#### [Supplied passage]
● ● ● ● ● ● ●

The Nature of Knowledge and our Knowledge of Nature
A review of George E. McCarthy's Shadows of the Enlightenment
The following essay is my review of George E. McCarthy’s recent book, Shadows of the Enlightenment: The Hidden Politics and Ideology of the Natural and Social Sciences, from Monthly Review Press. Full disclosure, this is a fair bit more technical, dense, and jargony than I what typically write for Brief Ecology. But McCarthy’s text is extraordinarily dense and academic, and it warranted being met on that level. I apologize in advance.
The Nature of Knowledge and our Knowledge of Nature
George E. McCarthy writes that “The logic of Western reason and science reflects the underlying logic and principles of capital production”. Tracing these reflections to their origins is the purpose of his book, Shadows of the Enlightenment. Throughout the book, McCarthy meticulously examines the philosophical, metaphysical, epistemological, and ontological development of Western science and the corresponding criticisms of its knowledge claims. McCarthy’s project is to reveal that Western science as a system of knowledge and way of knowing the world is inseparable from the capitalist paradigms in which it arose. As such, he links the domination of nature and humanity inherent to capitalist modes of production to the quantitative and formal structures found within the foundations of Western science.
McCarthy locates the origin of Enlightenment reason and science in the Cartesian notions of a mathematical, idealist, deterministic, and divine nature. Descartes’s metaphysics were founded in his theology. However, he also identifies in Descartes’s work a move from the metaphysics of being toward placing the foundation of knowledge in humanity’s agricultural production as an advancement in the control and domination of nature. For McCarthy, this seed in Cartesian physics sets the stage for the separation of ethical reason from a mechanistic and machine-like conception of nature which is exploitable by the logics of capitalism.

● ● ● ● ● ● ●

#### [Given information]
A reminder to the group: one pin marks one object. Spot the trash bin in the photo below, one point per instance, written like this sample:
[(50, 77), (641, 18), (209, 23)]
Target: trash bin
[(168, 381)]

● ● ● ● ● ● ●

#### [Set problem]
Return the part of the review of Shadows of the Enlightenment that starts with the words "McCarthy locates the" and ends after the words "logics of capitalism.", copying it word for word.

#### [Solution for this task]
McCarthy locates the origin of Enlightenment reason and science in the Cartesian notions of a mathematical, idealist, deterministic, and divine nature. Descartes’s metaphysics were founded in his theology. However, he also identifies in Descartes’s work a move from the metaphysics of being toward placing the foundation of knowledge in humanity’s agricultural production as an advancement in the control and domination of nature. For McCarthy, this seed in Cartesian physics sets the stage for the separation of ethical reason from a mechanistic and machine-like conception of nature which is exploitable by the logics of capitalism.